— PROBLEM TO SOLVE —
Would you copy out only the lines from the one with "x=82, y=202" to the end of the records, exactly as they stand?

(Stored entries)

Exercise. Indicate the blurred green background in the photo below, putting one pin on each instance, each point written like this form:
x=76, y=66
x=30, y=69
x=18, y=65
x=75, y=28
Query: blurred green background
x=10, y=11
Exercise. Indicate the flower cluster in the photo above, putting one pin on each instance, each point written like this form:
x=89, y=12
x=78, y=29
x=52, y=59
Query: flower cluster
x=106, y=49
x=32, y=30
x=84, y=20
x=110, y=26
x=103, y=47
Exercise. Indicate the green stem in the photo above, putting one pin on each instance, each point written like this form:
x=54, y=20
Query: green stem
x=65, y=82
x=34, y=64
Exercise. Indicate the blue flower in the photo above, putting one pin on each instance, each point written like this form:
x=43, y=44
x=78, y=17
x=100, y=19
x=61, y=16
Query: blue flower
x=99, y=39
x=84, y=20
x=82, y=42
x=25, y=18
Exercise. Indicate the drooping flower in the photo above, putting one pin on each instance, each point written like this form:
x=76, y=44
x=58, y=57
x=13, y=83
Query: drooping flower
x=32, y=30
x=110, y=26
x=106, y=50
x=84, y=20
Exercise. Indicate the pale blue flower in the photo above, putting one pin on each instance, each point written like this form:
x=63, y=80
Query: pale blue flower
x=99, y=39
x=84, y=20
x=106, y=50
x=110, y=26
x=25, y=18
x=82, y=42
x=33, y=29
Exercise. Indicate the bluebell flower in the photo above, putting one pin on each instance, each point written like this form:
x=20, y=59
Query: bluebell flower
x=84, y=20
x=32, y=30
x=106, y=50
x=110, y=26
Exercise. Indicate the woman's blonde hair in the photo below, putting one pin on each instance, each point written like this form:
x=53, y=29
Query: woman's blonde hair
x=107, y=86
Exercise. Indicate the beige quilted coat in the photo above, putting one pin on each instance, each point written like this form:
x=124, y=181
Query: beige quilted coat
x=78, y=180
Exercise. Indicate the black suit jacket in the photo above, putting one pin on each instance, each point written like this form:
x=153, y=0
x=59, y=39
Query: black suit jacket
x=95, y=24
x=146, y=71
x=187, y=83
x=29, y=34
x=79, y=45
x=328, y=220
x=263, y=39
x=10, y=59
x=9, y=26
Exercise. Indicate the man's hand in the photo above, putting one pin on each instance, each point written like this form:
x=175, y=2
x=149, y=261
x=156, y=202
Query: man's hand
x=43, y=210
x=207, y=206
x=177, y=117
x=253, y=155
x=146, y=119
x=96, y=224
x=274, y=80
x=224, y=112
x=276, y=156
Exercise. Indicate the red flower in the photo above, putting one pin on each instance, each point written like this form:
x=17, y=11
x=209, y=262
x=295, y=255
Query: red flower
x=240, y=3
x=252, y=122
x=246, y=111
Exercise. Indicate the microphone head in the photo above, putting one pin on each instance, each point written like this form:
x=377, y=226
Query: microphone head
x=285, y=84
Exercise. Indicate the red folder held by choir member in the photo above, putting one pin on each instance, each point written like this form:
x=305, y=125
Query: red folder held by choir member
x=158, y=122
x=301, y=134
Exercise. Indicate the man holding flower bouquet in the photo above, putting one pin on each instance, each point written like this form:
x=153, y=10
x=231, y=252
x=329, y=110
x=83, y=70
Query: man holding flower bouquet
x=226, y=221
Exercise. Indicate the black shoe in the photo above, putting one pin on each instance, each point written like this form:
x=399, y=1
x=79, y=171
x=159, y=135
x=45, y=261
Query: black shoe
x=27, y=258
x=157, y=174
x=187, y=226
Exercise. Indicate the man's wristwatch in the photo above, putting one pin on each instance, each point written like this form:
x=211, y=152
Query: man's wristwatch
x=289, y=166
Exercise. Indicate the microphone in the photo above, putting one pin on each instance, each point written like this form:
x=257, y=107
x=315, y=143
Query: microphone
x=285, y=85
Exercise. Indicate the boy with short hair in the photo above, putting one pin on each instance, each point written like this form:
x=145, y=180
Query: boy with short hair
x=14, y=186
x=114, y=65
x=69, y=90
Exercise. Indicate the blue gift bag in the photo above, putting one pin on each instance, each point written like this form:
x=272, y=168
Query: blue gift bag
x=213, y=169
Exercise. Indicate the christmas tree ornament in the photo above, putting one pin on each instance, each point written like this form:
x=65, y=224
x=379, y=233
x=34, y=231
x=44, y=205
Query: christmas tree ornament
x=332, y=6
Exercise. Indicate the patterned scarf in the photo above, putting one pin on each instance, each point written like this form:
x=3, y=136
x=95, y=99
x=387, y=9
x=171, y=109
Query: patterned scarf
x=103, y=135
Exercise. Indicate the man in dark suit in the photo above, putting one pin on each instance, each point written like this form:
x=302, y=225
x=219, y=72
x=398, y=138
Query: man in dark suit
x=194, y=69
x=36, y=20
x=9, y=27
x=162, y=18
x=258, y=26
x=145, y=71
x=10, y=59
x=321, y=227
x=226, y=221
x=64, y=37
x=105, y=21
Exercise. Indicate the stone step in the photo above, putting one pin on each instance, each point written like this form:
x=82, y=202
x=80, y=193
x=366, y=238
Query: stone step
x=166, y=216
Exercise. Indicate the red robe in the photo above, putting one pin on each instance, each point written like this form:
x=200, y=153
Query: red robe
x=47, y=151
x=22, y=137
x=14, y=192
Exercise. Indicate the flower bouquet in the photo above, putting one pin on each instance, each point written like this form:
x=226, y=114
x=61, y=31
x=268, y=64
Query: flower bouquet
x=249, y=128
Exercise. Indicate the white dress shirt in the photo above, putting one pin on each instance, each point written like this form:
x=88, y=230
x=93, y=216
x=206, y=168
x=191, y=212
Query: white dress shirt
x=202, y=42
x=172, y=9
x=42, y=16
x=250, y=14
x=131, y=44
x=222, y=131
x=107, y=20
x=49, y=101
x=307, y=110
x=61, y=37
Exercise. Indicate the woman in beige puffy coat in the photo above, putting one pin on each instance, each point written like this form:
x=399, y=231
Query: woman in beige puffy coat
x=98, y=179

— REPLY —
x=82, y=202
x=80, y=193
x=366, y=238
Query: stone step
x=166, y=216
Exercise. Indicate the red robe in the photo above, putting one pin on each instance, each point written like this form:
x=200, y=153
Query: red robe
x=47, y=151
x=22, y=137
x=14, y=192
Exercise. Indicate the flower bouquet in the photo above, putting one pin on each instance, each point written like this form:
x=226, y=114
x=61, y=31
x=268, y=64
Query: flower bouquet
x=249, y=128
Exercise. Indicate the white dress shirt in the photo above, putting one pin on each instance, each point written like this form:
x=88, y=230
x=93, y=216
x=206, y=168
x=191, y=212
Query: white dress shirt
x=202, y=42
x=172, y=9
x=42, y=16
x=250, y=14
x=131, y=44
x=222, y=131
x=107, y=20
x=49, y=101
x=307, y=110
x=61, y=37
Exercise. Indicate the woman in beige puffy coat in the photo above, putting one pin on each instance, each point written like this form:
x=399, y=231
Query: woman in beige puffy coat
x=98, y=179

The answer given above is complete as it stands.